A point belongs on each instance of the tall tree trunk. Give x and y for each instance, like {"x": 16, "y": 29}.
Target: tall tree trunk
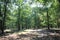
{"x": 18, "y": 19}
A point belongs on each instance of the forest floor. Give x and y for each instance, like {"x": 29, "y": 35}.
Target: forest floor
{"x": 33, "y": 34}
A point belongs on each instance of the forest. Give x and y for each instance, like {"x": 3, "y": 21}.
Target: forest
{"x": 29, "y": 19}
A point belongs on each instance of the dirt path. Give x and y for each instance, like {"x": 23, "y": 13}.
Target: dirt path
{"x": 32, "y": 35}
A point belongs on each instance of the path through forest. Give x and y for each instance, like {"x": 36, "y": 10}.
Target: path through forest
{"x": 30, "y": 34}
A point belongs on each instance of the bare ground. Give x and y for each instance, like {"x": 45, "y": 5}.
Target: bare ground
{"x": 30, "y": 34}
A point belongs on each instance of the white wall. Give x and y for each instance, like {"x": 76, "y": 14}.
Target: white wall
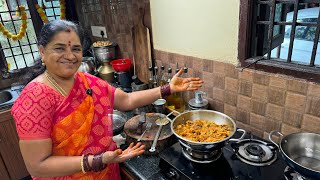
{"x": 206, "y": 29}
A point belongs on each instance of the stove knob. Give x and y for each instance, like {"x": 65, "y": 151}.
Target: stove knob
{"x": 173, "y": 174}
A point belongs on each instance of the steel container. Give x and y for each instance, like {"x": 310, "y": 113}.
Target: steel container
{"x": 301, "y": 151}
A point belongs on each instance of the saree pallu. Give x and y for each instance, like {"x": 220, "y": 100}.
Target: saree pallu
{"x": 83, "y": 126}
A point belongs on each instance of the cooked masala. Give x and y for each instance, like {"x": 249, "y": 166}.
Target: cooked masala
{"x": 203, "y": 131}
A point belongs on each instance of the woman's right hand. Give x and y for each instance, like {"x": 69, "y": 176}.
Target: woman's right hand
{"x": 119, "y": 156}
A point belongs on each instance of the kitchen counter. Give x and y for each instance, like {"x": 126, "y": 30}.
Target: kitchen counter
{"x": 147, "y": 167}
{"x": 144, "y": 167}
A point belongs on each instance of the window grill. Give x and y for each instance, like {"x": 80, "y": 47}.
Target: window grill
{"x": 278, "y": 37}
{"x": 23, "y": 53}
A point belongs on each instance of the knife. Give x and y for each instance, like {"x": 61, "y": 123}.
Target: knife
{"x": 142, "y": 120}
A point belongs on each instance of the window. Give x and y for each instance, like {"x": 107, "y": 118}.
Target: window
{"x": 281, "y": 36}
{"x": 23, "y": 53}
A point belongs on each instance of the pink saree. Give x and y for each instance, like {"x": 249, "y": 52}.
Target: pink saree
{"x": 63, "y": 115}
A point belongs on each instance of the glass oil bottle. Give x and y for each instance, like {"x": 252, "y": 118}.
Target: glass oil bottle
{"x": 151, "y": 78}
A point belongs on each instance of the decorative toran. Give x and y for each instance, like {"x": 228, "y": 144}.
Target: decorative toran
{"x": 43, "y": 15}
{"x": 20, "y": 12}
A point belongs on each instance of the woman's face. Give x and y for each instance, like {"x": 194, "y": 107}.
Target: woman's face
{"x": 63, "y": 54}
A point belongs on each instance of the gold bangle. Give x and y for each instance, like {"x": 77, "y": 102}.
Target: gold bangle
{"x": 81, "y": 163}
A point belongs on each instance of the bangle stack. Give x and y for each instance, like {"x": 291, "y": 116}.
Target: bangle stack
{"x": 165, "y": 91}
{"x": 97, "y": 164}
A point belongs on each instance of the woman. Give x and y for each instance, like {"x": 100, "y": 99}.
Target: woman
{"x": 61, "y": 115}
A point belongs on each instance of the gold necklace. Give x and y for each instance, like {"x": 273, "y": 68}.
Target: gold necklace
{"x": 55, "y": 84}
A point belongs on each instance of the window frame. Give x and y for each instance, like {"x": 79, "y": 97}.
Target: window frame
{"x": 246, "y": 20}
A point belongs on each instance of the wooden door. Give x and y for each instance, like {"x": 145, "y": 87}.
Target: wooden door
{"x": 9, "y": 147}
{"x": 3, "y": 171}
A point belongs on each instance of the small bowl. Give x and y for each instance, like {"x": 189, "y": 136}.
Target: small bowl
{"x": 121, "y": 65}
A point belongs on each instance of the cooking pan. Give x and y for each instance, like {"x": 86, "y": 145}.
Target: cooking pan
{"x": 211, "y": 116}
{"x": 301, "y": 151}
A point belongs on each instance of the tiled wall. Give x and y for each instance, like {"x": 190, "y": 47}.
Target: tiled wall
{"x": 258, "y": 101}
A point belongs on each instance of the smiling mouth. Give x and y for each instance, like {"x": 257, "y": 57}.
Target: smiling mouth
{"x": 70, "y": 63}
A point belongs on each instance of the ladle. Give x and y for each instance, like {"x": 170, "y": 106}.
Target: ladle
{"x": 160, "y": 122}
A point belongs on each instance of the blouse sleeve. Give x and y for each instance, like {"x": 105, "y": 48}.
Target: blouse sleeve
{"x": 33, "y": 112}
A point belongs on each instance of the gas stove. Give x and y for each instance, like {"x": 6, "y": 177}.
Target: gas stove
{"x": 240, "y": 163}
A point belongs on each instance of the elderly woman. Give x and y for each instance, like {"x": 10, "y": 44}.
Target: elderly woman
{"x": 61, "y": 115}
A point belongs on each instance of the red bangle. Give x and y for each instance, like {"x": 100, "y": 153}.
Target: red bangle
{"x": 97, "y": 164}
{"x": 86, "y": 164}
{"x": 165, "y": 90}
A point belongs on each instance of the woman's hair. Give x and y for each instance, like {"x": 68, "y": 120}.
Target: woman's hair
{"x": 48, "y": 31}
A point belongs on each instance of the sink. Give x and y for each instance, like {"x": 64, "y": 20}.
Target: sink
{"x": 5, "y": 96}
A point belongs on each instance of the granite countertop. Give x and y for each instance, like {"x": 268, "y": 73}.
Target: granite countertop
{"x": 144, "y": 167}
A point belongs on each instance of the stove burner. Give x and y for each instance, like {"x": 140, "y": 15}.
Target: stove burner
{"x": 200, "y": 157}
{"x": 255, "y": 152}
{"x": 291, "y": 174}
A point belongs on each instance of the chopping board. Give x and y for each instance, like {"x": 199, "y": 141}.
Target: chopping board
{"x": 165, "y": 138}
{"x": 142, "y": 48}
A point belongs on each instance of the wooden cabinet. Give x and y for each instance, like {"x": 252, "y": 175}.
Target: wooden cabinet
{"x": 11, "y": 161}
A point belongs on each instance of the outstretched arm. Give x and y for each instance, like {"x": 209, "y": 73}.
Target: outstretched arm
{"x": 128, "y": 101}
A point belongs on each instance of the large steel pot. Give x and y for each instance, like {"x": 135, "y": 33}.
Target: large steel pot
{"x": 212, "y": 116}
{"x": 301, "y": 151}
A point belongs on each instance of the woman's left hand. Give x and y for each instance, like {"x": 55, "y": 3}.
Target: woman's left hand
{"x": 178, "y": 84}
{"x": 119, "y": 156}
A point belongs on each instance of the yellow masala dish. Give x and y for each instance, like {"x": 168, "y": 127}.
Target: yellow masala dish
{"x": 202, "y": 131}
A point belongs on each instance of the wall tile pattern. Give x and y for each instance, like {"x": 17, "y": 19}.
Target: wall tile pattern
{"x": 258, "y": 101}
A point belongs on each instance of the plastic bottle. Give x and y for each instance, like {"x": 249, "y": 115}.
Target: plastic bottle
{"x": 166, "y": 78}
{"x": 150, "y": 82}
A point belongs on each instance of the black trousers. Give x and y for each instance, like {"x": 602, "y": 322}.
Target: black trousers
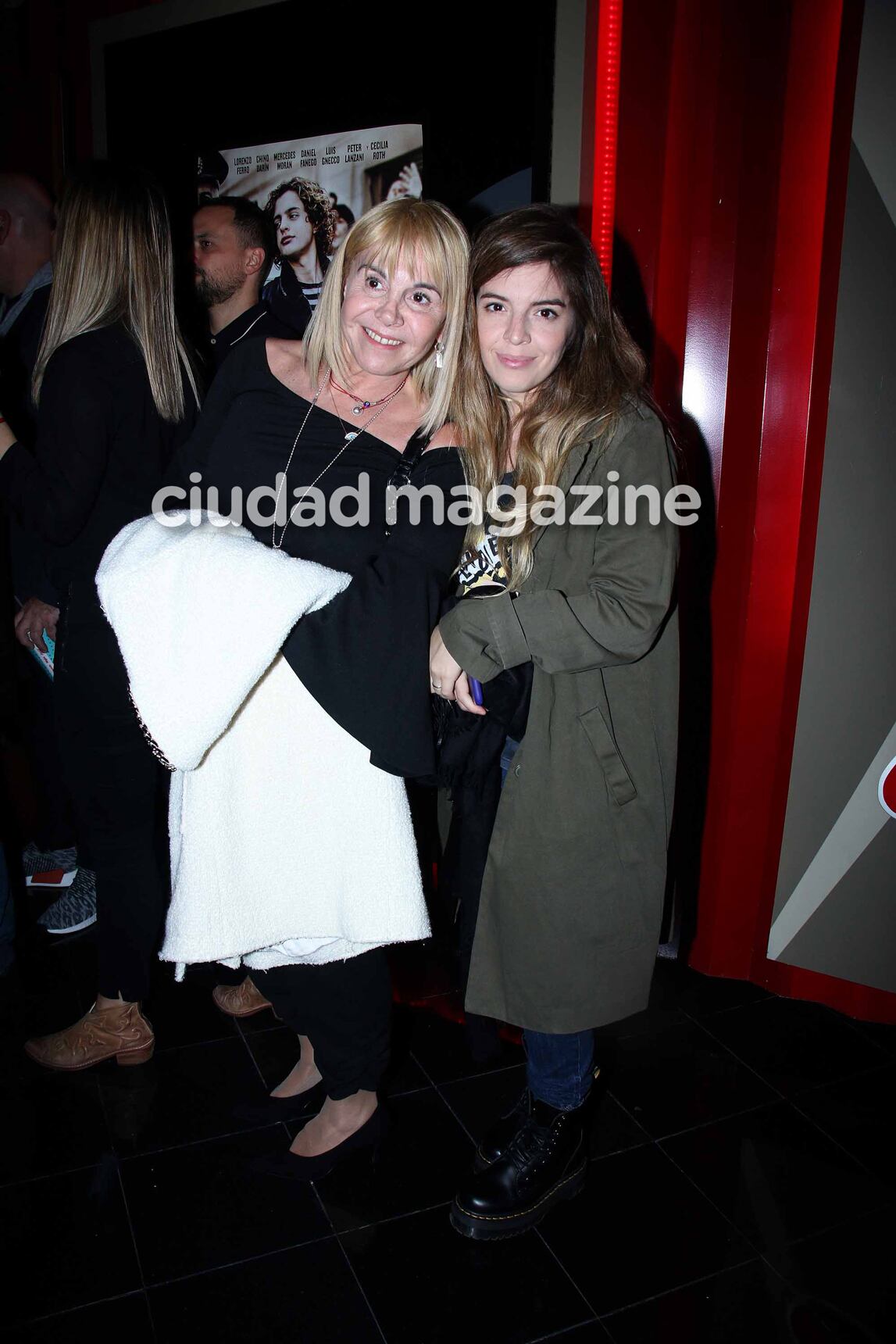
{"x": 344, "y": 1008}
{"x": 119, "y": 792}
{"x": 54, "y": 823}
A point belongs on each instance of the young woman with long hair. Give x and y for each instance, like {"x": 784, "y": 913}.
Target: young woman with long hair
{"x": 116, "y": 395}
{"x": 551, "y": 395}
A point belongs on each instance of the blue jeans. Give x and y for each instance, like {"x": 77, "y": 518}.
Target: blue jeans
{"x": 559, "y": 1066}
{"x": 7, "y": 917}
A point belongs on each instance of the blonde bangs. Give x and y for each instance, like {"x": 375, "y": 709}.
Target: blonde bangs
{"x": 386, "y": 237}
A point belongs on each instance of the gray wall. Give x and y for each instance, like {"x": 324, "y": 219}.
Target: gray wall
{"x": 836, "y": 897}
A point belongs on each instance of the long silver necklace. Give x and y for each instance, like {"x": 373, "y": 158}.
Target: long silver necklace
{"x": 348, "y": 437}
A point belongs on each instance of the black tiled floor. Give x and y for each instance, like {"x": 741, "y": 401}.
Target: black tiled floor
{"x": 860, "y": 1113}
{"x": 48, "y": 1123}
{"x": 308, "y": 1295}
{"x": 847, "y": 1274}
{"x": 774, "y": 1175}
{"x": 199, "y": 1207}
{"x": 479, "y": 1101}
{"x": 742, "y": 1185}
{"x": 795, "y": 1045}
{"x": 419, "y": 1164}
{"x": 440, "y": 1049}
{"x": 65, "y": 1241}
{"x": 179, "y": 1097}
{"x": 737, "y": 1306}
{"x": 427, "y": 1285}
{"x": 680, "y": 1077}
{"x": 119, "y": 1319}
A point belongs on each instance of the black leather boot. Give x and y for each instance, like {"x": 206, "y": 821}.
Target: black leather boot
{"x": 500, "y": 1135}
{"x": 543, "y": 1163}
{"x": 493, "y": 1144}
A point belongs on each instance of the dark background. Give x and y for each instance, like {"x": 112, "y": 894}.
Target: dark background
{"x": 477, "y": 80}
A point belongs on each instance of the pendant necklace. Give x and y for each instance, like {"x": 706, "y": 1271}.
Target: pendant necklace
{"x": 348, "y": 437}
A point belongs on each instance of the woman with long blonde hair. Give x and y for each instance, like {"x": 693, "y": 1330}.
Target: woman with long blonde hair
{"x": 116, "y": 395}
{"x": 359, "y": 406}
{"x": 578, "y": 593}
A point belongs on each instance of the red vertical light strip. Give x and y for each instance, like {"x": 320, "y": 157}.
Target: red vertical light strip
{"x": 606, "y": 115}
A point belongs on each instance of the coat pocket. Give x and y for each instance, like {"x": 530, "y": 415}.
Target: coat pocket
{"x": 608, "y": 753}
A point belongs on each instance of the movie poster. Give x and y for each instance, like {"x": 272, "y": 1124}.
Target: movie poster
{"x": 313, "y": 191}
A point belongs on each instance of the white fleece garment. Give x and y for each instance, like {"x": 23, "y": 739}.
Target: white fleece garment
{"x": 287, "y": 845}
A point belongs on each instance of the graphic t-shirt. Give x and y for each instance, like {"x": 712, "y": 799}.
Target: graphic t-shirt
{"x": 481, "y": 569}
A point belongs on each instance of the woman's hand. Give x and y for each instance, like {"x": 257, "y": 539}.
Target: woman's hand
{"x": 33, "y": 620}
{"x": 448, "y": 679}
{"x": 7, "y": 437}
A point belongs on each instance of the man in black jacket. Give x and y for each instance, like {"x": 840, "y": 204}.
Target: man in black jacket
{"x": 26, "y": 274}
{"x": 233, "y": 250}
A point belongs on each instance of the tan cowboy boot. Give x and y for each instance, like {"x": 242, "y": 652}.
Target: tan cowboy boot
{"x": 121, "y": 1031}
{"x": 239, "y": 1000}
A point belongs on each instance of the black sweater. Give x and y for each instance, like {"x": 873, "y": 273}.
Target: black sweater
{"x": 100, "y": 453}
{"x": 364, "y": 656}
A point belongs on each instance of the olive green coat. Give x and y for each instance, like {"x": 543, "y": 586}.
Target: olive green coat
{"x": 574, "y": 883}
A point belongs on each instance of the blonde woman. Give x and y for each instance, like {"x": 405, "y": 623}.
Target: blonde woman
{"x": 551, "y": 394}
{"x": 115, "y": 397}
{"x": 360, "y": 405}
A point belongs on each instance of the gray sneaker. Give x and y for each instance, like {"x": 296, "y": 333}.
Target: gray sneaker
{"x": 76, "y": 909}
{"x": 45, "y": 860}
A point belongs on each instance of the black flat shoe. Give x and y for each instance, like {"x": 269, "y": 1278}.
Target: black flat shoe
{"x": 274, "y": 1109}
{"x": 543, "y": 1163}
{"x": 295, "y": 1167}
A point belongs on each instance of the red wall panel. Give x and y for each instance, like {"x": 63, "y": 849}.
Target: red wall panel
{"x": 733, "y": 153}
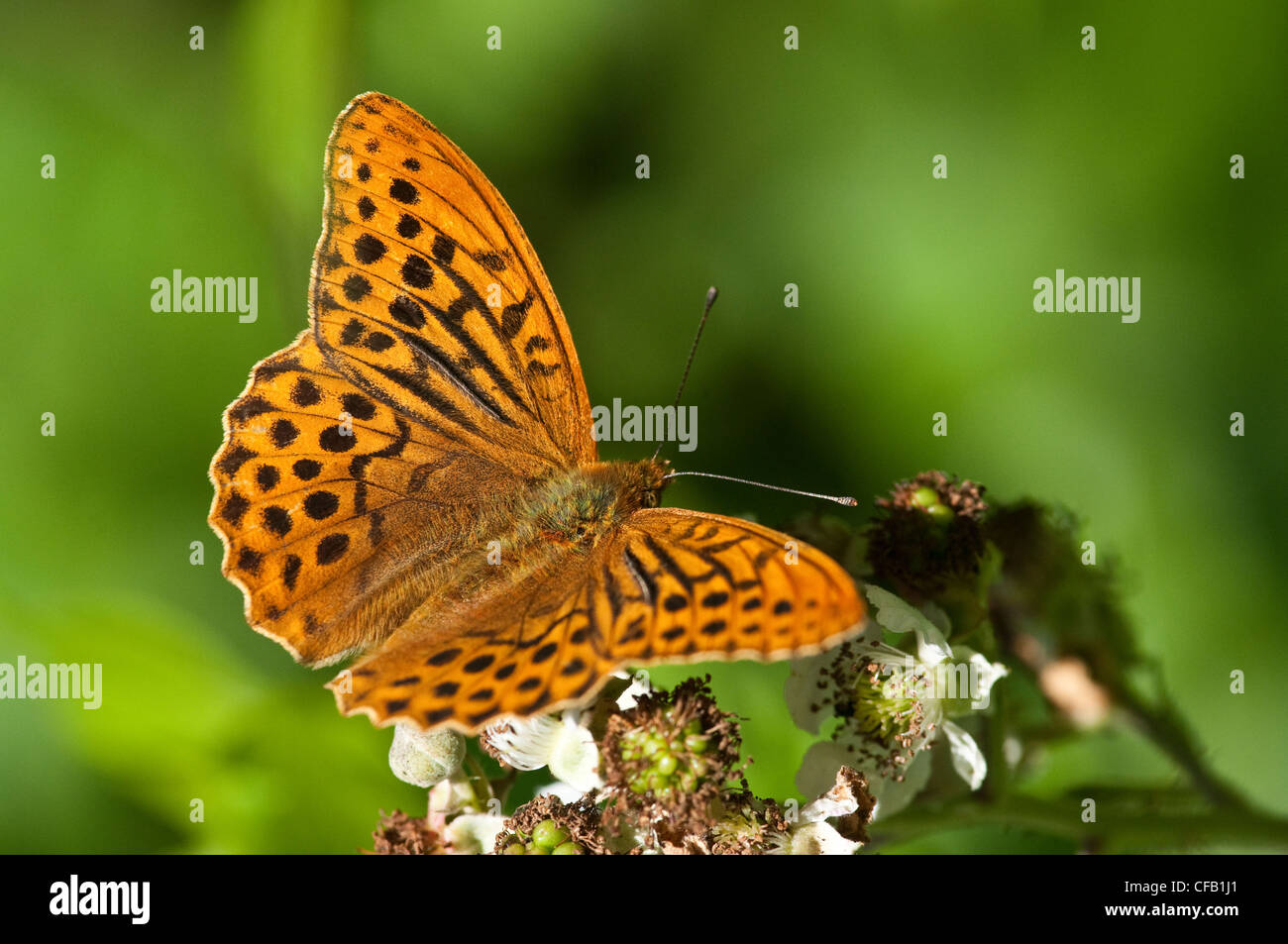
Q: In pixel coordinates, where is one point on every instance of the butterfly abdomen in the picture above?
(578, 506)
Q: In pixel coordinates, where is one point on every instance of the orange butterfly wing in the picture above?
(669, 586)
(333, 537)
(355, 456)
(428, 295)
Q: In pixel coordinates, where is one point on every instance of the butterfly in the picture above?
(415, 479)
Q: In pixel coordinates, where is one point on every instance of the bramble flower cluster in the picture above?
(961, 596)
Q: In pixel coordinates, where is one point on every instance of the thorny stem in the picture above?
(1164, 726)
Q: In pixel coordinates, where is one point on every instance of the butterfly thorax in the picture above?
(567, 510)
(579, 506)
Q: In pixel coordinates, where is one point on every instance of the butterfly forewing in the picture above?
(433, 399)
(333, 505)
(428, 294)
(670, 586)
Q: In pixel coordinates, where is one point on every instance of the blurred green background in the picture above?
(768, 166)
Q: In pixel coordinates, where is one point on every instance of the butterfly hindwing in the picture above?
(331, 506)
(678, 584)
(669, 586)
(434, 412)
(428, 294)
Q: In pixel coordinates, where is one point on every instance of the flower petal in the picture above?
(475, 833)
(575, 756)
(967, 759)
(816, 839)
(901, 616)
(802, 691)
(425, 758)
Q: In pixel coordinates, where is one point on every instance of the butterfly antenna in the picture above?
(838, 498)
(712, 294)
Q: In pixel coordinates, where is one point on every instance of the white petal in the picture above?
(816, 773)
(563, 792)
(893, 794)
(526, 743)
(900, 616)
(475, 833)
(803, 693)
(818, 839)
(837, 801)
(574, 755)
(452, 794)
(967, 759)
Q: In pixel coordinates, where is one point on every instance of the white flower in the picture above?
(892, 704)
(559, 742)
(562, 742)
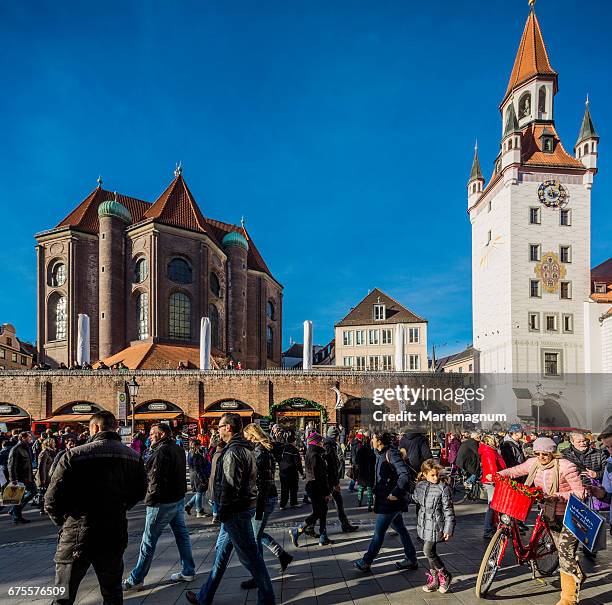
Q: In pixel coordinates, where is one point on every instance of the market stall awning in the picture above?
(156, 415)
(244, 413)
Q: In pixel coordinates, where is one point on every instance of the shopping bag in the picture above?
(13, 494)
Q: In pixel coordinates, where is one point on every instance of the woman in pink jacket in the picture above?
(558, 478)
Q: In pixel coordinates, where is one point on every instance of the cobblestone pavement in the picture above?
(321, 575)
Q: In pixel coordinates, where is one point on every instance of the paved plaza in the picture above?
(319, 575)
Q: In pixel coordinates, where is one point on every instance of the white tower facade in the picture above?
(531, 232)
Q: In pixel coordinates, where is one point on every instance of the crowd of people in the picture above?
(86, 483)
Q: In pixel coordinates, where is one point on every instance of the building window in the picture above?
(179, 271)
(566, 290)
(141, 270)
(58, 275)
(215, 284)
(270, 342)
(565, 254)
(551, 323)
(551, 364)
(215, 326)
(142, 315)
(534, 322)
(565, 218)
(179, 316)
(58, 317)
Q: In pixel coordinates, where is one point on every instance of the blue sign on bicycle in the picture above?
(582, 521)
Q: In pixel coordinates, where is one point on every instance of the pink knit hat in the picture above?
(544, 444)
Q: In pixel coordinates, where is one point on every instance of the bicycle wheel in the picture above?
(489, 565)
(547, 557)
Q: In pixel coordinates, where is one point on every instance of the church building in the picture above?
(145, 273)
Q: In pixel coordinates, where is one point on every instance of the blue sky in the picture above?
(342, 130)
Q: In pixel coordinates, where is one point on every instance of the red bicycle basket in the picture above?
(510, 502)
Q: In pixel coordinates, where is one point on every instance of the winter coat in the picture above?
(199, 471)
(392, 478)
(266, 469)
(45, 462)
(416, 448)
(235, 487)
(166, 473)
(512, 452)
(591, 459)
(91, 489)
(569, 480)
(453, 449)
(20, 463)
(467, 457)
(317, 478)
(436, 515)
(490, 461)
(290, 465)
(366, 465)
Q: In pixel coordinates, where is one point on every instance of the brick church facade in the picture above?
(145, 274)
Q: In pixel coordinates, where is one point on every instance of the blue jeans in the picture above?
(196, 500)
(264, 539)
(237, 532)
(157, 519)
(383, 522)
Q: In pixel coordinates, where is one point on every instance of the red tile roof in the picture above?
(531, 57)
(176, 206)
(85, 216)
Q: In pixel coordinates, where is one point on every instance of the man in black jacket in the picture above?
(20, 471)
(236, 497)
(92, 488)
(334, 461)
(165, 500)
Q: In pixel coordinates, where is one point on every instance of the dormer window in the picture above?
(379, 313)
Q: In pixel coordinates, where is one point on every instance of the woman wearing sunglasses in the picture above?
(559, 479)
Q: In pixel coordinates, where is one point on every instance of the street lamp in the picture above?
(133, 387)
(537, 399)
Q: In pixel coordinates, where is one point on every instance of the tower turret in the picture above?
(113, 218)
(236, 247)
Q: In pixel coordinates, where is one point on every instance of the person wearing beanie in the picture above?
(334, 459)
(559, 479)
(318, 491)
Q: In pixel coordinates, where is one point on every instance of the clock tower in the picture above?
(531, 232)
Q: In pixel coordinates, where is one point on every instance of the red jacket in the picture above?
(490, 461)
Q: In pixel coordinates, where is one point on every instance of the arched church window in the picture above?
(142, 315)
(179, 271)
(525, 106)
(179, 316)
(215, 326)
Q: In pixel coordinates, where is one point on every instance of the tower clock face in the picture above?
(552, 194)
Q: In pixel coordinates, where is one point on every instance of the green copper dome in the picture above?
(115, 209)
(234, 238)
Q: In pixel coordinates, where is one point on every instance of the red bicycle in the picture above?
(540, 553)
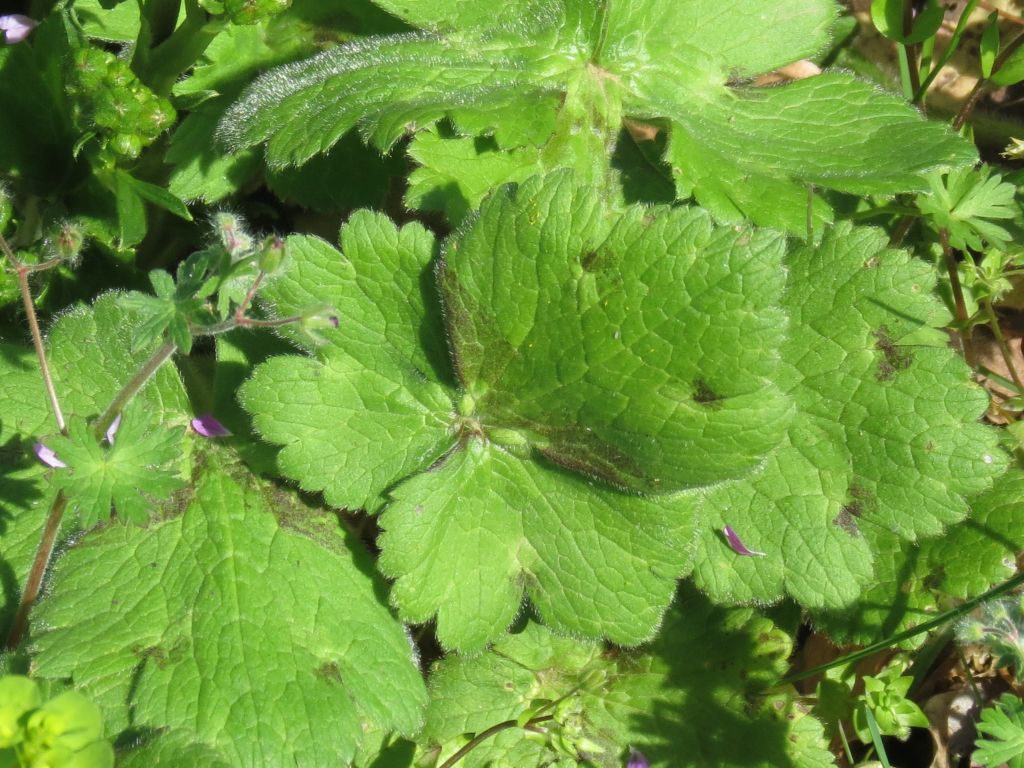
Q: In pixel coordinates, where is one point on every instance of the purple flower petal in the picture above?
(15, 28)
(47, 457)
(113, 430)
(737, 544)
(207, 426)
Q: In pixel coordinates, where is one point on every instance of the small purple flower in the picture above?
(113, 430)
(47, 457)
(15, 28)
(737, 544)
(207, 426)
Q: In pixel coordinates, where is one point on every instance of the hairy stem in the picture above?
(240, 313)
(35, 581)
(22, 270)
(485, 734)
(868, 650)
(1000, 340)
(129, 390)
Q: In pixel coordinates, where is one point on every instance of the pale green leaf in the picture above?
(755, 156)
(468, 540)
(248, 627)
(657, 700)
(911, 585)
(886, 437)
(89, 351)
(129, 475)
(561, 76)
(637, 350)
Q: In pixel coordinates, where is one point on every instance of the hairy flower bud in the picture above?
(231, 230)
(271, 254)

☆ ☆ ☆ ☆ ☆ ☆ ☆

Transcribe exactly the lines above, beginning at the one with "A point belongs on each instance of the woman's left" and going up to and including the one with "A point belongs on each instance of the blue". Pictures do not belong in the copy.

Exercise output
A point belongs on each instance of the woman's left hand. Give x and y for each instance, like {"x": 55, "y": 3}.
Target: woman's left hand
{"x": 178, "y": 84}
{"x": 119, "y": 156}
A point belongs on each instance of the yellow masala dish. Give x and y for each instance, like {"x": 168, "y": 127}.
Target: yellow masala dish
{"x": 202, "y": 131}
A point belongs on each instance of the wall tile pattern. Give x and y for each instance, like {"x": 17, "y": 19}.
Target: wall tile pattern
{"x": 258, "y": 101}
A point belongs on each instance of the plastic bottle. Give x and y for each instance, like {"x": 249, "y": 115}.
Target: plastic bottle
{"x": 166, "y": 78}
{"x": 150, "y": 82}
A point belongs on each instance of the black trousers. Give x and y for each instance, like {"x": 602, "y": 322}.
Target: black trousers
{"x": 344, "y": 1008}
{"x": 119, "y": 792}
{"x": 54, "y": 823}
A point belongs on each instance of the young woman with long hair. Give x and y for each instance, like {"x": 784, "y": 913}.
Target: young woman with long hair
{"x": 116, "y": 395}
{"x": 551, "y": 395}
A point belongs on each instance of the blue jeans. Give x and y for each instance, like {"x": 77, "y": 518}.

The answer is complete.